• Provided text:

# # # #

A Response to an Archbishop on SSM

05.11.2010, 8:45 PM

Here’s a response I wrote, published in the Minneapolis Star Tribune yesterday,  to an op-ed by Minneapolis-St. Paul Archbishop John Nienstedt in favor of a state constitutional ban on gay marriage.  Along with my crisp prose (brevity forced by a 650-word limit), you can peruse the usual lively reader reactions whenever one writes “gay” and “marriage” within three words of each other.

There isn’t actually much chance the Minnesota legislature is going to revisit a state constitutional ban, short of a political earthquake in the state in November, but a misbegotten lawsuit filed today in state court doesn’t help.


4 Responses to “A Response to an Archbishop on SSM”

# # # #

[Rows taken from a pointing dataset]

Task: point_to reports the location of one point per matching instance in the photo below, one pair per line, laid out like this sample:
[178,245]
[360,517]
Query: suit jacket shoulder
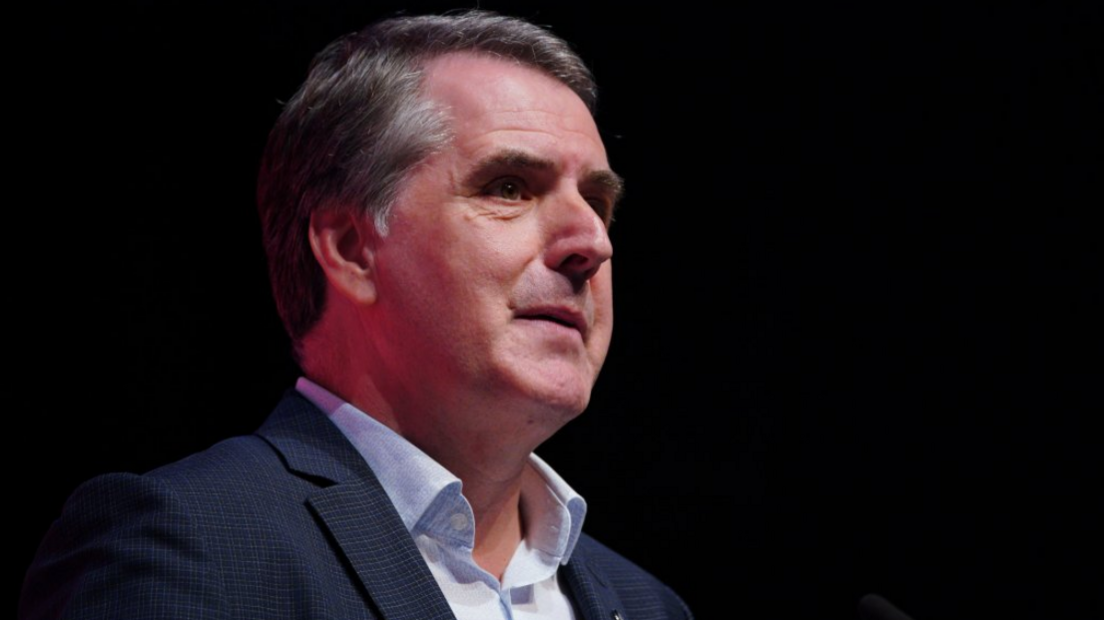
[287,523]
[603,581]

# # # #

• Work to do:
1/ Shorten the paragraph of the post that begins "There isn't actually much chance" into a single sentence that keeps its main facts.
2/ Repeat the part of the post that begins at the words "05.11.2010, 8:45 PM" and stops after "court doesn’t help.", renaming "op-ed" as "opinion piece".
3/ According to the post, what word limit did the published response have to fit?
These entries come from a separate source.

• Expected outputs:
1/ The Minnesota legislature is unlikely to revisit a state constitutional ban unless a political earthquake hits the state in November, and a misbegotten lawsuit filed today in state court doesn't help.

2/
05.11.2010, 8:45 PM

Here’s a response I wrote, published in the Minneapolis Star Tribune yesterday,  to an opinion piece by Minneapolis-St. Paul Archbishop John Nienstedt in favor of a state constitutional ban on gay marriage.  Along with my crisp prose (brevity forced by a 650-word limit), you can peruse the usual lively reader reactions whenever one writes “gay” and “marriage” within three words of each other.

There isn’t actually much chance the Minnesota legislature is going to revisit a state constitutional ban, short of a political earthquake in the state in November, but a misbegotten lawsuit filed today in state court doesn’t help.

3/ A 650-word limit.